> **Problem to work on**
Reproduce the listing below line for line, with no change to any character.

> **Extracted information**

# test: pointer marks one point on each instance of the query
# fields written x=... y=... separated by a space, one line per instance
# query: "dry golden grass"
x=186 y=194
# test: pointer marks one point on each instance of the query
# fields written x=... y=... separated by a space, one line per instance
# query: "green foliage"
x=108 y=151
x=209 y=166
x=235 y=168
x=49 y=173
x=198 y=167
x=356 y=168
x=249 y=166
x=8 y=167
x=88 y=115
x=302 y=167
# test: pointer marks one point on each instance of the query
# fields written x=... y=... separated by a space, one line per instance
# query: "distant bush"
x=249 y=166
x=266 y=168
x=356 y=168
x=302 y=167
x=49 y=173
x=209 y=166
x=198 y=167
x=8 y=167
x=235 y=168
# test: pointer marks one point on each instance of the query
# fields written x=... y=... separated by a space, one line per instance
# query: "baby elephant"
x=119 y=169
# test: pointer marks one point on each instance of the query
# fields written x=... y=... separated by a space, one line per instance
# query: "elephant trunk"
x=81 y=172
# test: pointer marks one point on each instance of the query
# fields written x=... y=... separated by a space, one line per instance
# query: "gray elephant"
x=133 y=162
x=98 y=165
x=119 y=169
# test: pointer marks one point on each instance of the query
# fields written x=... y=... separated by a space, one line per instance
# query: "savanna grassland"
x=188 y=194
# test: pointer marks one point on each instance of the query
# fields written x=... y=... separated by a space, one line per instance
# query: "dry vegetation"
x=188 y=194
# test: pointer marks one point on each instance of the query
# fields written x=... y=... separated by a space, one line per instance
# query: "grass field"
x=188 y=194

> **Exercise output**
# test: pointer marks one point on each instance of the query
# fields written x=... y=... separated by a space, one line per instance
# query: "dry golden grass"
x=186 y=194
# test: pointer marks one point on each instance of the query
# fields written x=... y=... separated by a space, one line per instance
# query: "green foliage"
x=108 y=151
x=209 y=166
x=235 y=168
x=49 y=173
x=198 y=167
x=356 y=168
x=249 y=166
x=8 y=167
x=88 y=115
x=302 y=167
# test: pointer marks one point on each instance of the query
# fields written x=... y=... separated by a space, one line per instance
# query: "distant bush"
x=249 y=166
x=266 y=168
x=356 y=168
x=302 y=167
x=49 y=173
x=209 y=166
x=198 y=167
x=8 y=167
x=235 y=168
# test: pointer marks one point on each instance of the query
# fields written x=... y=... separated by a space, one line per instance
# query: "baby elephant"
x=119 y=169
# test: pointer marks one point on each instance of the query
# fields written x=... y=... separated by a space, one line per instance
# query: "elephant trunk"
x=81 y=172
# test: pointer marks one point on each instance of the query
# fields written x=... y=... separated by a space, one line per instance
# query: "gray elephant"
x=133 y=162
x=98 y=165
x=119 y=169
# test: pointer marks one point on each instance of the query
# fields written x=... y=... separated by a space, one line per instance
# query: "savanna grassland"
x=188 y=194
# test: pointer marks one point on each instance of the query
# fields written x=... y=... separated by a space, one line per instance
# query: "dry vegetation"
x=188 y=194
# test: pointer marks one point on each instance of the query
# fields written x=... y=... separated by a space, one line per instance
# query: "grass field"
x=188 y=194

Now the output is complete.